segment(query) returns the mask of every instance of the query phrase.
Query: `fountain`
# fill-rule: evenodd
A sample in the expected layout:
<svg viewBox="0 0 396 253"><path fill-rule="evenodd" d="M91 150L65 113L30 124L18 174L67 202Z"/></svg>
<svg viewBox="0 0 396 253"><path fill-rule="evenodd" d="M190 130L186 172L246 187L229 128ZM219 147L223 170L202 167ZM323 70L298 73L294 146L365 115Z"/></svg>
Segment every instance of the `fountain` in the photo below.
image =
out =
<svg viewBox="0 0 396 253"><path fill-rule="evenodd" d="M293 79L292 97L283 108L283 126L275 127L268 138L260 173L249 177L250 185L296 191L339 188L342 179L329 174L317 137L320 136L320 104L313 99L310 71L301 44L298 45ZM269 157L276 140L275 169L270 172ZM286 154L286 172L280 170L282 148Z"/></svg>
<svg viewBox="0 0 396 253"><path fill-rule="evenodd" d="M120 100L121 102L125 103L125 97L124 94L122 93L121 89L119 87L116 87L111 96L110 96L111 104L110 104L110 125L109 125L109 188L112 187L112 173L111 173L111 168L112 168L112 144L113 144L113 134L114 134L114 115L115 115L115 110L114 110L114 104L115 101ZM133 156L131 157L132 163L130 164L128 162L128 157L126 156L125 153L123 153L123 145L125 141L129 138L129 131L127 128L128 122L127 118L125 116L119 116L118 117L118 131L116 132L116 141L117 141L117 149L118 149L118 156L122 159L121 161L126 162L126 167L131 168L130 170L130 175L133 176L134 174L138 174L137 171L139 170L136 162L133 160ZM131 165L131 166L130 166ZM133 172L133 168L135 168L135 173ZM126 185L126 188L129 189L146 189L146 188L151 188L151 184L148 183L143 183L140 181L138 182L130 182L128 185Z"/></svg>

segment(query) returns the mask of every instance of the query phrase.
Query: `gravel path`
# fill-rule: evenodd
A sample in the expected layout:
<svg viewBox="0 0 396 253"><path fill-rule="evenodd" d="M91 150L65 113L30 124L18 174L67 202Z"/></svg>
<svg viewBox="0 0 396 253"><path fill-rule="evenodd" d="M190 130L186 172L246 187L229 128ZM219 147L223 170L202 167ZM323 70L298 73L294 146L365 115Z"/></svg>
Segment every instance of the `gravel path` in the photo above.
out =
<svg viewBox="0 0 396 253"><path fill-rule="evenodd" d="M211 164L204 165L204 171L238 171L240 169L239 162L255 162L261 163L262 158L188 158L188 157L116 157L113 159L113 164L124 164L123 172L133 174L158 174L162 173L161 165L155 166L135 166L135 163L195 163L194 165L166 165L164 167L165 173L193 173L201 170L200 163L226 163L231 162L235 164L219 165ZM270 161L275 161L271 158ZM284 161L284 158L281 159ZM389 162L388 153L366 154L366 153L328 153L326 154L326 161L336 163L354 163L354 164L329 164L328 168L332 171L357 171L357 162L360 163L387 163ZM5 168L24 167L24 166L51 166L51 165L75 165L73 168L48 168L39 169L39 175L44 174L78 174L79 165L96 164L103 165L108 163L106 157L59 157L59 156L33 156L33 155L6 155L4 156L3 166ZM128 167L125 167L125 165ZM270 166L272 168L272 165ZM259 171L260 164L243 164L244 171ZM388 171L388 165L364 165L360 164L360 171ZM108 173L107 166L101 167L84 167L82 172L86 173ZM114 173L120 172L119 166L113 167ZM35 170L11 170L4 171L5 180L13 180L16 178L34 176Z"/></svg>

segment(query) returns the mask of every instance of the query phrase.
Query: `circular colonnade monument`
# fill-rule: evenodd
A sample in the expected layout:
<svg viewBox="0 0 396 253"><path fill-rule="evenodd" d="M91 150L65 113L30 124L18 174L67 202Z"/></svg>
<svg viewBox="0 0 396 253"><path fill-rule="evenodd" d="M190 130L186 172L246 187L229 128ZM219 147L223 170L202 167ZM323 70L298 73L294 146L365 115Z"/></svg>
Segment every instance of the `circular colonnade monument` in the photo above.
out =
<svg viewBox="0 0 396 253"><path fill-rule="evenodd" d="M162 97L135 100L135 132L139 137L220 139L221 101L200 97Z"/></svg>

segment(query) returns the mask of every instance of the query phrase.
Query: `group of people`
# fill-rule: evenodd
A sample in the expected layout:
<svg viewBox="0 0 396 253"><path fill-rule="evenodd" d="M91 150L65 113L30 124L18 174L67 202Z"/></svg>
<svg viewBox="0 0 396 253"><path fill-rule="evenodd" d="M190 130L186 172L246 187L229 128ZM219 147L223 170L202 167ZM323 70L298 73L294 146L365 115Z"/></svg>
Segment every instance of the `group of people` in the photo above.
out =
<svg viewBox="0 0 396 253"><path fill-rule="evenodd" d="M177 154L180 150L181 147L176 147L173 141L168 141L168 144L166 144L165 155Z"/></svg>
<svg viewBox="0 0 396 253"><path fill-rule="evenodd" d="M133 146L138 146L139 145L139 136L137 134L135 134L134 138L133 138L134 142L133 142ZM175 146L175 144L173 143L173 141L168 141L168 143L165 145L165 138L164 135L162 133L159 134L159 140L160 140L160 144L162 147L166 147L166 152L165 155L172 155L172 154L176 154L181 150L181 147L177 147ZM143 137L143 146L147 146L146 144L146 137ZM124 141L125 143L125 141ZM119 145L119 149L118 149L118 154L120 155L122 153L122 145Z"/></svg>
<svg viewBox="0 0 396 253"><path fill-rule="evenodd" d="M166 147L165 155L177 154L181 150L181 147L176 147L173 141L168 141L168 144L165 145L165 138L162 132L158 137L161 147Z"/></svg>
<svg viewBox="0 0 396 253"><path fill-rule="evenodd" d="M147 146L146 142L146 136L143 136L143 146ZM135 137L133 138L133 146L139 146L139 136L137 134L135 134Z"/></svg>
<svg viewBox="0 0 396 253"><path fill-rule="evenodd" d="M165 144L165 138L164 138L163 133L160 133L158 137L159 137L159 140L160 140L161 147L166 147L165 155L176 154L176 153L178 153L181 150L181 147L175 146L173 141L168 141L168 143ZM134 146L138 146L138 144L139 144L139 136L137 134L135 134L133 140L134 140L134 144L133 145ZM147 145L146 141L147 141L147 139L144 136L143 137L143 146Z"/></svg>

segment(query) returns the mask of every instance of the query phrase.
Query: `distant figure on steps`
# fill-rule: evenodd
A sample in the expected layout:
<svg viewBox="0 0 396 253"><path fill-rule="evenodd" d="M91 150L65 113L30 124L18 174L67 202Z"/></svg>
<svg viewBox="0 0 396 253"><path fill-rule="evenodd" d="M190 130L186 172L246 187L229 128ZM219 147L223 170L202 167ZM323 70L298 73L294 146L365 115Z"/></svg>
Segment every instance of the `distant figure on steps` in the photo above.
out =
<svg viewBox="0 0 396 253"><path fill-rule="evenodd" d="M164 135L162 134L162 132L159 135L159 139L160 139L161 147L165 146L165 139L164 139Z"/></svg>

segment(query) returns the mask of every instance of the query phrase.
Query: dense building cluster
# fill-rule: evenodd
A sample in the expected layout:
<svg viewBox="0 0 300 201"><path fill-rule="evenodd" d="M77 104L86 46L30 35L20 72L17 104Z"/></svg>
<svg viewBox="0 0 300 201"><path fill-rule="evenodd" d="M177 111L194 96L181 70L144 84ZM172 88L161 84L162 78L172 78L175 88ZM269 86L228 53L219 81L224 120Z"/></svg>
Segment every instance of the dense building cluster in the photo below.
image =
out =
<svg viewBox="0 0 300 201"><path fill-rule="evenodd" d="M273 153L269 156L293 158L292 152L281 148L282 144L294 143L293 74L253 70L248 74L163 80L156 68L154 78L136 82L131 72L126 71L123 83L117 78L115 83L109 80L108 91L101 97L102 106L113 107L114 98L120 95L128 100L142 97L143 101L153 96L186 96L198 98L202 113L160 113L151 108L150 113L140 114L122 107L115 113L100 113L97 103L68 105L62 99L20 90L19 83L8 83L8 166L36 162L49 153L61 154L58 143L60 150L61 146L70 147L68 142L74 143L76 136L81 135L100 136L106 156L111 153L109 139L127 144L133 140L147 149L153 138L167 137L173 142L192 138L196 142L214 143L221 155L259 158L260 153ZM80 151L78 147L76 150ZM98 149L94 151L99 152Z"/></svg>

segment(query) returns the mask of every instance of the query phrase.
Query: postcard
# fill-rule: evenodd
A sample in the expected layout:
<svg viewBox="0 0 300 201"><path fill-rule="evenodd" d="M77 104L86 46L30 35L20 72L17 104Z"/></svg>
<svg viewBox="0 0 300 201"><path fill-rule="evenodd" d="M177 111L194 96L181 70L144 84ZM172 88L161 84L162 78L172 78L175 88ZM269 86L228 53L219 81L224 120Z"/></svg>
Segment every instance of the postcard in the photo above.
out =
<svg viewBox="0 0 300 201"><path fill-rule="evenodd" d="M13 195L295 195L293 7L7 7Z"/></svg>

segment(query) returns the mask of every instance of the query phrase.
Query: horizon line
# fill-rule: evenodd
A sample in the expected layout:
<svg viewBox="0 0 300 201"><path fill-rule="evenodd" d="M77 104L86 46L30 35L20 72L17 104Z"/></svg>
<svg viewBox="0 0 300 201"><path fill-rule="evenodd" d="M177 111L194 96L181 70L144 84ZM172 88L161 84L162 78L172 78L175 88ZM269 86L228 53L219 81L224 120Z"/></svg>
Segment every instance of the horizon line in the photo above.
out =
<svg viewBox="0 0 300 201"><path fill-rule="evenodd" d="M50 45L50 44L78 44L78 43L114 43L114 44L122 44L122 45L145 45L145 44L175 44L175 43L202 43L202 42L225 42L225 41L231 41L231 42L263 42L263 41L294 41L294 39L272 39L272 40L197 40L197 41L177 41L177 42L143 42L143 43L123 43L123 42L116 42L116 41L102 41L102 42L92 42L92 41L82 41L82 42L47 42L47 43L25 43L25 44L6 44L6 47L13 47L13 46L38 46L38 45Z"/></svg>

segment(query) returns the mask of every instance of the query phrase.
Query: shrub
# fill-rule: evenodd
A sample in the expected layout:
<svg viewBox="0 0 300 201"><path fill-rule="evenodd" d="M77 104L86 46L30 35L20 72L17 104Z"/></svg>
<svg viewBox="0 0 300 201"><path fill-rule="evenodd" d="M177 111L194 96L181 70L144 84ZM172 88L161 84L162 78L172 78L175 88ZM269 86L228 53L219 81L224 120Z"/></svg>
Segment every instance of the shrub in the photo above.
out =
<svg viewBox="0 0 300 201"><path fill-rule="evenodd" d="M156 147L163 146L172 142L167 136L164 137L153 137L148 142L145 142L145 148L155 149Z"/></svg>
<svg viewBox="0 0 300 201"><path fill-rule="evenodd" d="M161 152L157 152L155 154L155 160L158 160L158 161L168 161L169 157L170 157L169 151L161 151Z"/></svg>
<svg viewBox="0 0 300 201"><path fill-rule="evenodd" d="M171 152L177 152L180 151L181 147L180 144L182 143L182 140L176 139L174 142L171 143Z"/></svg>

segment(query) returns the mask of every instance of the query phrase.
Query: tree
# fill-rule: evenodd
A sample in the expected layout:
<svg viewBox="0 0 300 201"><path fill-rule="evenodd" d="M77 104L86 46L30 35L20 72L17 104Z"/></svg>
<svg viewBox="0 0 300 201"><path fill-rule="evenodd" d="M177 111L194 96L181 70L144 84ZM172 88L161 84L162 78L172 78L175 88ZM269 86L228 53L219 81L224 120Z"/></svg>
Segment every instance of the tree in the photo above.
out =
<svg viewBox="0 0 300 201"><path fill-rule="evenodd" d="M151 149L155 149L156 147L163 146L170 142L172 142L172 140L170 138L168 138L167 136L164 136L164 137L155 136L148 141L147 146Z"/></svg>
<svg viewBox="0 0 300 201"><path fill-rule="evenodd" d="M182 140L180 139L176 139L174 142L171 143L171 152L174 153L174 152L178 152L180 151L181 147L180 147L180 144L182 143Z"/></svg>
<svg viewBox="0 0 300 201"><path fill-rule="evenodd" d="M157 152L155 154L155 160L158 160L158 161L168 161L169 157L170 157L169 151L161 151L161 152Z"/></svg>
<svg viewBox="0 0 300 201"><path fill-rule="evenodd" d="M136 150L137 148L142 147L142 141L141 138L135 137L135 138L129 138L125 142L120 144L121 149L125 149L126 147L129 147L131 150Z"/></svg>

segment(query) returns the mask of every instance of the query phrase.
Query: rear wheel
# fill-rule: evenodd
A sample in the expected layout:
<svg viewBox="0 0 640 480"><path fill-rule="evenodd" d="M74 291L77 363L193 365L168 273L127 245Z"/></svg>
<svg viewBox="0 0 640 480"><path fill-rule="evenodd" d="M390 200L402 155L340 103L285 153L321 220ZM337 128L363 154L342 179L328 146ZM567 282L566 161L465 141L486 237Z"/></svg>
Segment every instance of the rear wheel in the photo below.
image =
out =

· · · · ·

Go through the material and copy out every line with "wheel" in it.

Query: rear wheel
Segment every instance of the rear wheel in the photo below.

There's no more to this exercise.